▶ [RECORDS PROVIDED]
--*--

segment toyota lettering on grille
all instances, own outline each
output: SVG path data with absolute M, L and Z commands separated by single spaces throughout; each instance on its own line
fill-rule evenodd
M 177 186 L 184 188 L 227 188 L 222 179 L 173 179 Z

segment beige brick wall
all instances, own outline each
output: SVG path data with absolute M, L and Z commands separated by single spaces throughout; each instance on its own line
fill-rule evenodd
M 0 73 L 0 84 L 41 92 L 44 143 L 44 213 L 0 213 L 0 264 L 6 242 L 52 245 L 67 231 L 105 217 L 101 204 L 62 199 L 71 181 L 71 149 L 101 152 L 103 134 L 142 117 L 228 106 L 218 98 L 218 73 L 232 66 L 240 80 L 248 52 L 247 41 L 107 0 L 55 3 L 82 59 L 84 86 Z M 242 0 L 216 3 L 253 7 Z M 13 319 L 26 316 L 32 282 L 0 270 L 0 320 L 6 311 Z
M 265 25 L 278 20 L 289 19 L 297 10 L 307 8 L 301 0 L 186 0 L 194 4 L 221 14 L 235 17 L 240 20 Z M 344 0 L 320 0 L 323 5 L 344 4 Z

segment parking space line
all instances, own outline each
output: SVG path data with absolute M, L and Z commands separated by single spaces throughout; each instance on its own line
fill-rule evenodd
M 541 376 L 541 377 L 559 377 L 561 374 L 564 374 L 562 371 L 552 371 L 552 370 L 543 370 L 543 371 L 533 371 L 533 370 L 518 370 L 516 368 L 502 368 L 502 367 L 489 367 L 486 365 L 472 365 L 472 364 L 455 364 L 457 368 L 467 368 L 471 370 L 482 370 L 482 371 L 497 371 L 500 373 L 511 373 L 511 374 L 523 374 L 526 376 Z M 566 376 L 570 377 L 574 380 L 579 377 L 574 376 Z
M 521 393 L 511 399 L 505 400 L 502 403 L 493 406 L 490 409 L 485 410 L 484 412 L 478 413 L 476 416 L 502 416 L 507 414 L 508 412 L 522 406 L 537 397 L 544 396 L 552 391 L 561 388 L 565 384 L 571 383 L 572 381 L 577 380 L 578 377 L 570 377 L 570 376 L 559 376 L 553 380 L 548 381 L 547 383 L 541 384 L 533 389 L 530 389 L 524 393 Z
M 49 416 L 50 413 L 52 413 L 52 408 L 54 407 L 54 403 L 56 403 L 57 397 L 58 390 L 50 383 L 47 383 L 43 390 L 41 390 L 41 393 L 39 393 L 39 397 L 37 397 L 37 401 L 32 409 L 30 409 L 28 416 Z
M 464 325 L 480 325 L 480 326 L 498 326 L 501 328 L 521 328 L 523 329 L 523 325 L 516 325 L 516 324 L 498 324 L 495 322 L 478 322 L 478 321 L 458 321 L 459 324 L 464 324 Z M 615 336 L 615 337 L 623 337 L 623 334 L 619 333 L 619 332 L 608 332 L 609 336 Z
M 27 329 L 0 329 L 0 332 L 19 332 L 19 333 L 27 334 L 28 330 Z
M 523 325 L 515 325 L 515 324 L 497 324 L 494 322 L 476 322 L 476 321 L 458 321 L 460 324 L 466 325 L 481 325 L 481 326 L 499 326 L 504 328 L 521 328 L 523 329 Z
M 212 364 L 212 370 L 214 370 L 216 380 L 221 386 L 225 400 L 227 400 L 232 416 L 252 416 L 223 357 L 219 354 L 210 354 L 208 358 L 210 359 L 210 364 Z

--*--

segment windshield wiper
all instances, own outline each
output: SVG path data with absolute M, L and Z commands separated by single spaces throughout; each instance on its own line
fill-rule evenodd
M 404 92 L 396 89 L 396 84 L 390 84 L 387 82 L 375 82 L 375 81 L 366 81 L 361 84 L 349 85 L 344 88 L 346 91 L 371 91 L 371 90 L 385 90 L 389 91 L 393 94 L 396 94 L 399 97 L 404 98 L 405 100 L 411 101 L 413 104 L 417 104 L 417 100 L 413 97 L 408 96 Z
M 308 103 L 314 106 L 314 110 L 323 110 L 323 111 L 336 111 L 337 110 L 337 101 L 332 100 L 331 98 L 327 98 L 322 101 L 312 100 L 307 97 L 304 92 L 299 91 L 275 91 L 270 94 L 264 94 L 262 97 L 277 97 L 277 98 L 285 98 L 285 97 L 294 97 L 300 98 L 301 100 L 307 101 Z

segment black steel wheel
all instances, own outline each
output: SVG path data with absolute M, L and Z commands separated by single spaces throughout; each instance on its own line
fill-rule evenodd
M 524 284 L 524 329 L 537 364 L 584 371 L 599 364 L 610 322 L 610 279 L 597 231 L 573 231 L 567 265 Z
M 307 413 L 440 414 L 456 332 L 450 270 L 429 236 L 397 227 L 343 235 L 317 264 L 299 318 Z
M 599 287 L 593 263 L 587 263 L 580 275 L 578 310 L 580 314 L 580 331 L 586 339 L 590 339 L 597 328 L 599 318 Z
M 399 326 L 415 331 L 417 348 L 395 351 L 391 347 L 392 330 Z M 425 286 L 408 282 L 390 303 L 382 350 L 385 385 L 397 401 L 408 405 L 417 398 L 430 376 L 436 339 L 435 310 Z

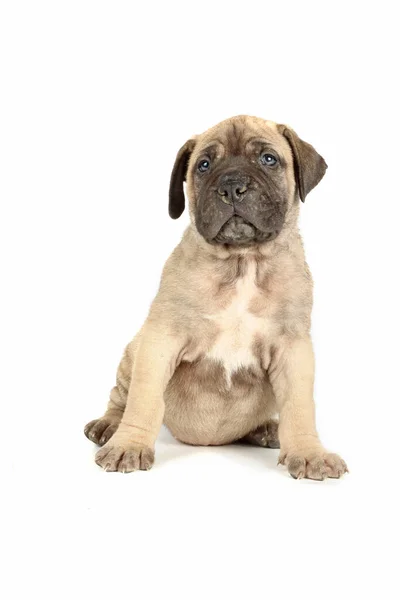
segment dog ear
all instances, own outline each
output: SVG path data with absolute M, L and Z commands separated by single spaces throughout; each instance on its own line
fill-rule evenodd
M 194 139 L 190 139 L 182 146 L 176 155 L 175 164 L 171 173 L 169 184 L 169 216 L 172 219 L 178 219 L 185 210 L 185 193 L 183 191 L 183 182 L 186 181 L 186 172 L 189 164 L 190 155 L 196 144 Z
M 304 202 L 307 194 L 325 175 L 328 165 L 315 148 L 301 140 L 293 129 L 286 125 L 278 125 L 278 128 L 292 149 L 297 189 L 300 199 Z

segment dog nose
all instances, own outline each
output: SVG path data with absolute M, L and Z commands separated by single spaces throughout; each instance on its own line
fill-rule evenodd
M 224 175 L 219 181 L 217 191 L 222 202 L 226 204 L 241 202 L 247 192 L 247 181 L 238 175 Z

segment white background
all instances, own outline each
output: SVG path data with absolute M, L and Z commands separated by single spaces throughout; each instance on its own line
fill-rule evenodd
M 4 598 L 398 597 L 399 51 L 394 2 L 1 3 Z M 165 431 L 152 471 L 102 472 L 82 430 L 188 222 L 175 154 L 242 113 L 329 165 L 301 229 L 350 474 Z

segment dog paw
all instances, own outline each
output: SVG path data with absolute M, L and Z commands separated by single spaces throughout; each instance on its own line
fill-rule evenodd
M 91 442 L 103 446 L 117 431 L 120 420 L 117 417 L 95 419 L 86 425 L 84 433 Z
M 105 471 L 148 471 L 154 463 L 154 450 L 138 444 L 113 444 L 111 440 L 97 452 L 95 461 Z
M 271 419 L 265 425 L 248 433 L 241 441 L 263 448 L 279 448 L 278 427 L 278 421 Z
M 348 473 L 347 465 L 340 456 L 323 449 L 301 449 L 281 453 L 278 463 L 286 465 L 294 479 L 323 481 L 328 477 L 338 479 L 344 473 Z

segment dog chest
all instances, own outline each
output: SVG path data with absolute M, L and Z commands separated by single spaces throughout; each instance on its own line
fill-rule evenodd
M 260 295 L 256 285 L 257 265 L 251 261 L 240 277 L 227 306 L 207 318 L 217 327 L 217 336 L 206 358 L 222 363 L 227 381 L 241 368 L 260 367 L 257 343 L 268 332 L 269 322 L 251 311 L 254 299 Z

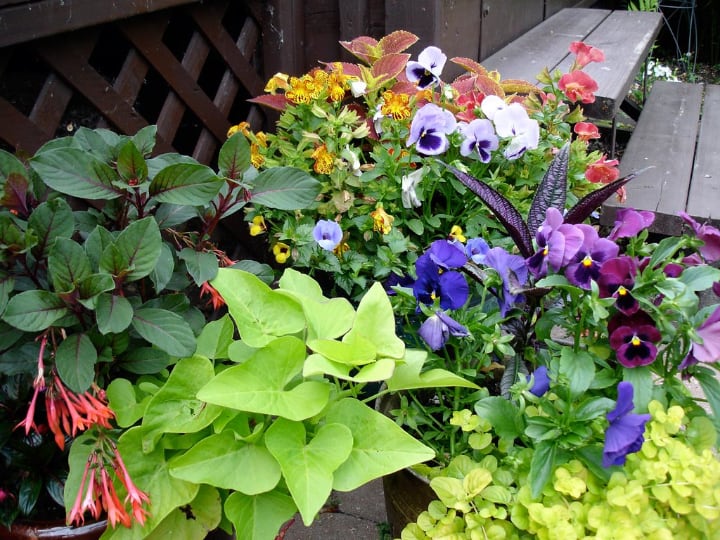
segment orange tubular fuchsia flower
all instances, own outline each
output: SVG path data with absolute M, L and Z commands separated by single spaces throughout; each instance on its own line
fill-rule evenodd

--*--

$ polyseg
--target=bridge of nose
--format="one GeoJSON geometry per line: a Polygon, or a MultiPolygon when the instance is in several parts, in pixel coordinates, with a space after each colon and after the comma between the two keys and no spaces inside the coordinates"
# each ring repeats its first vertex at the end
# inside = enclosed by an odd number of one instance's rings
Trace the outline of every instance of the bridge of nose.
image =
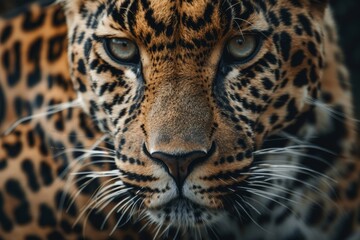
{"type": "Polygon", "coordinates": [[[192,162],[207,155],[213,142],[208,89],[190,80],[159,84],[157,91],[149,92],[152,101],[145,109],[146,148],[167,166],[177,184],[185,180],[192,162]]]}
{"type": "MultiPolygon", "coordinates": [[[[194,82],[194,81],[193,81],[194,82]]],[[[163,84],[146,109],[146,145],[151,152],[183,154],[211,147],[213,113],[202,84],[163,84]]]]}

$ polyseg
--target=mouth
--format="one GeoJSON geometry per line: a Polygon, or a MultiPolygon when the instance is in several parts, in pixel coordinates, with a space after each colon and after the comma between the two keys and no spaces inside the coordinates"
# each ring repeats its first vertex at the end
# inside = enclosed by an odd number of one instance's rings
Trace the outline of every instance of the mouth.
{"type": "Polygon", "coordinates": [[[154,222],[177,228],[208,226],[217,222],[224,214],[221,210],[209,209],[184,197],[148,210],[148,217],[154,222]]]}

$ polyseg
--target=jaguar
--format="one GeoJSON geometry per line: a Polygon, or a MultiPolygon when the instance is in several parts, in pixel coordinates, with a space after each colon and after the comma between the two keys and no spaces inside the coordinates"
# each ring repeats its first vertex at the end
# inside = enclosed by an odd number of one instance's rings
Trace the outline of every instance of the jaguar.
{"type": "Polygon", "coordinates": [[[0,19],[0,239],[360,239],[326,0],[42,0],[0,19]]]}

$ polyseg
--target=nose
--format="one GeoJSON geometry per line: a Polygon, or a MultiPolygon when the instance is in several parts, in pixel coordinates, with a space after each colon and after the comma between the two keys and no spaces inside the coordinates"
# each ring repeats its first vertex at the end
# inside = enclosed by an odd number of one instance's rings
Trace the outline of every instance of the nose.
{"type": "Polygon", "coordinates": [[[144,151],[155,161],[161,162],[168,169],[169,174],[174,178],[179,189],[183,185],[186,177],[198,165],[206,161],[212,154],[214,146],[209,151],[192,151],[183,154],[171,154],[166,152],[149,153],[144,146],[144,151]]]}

--*--

▶ [WHAT YOU WILL DO] Whenever a line in the material above holds the string "segment", copy that line in full.

▶ [ANSWER TO THIS EXERCISE]
segment toyota lettering on grille
segment beige brick wall
segment parking space line
segment windshield wiper
segment black steel wheel
segment dog ear
segment dog nose
segment white background
segment dog paw
segment dog chest
segment orange tubular fuchsia flower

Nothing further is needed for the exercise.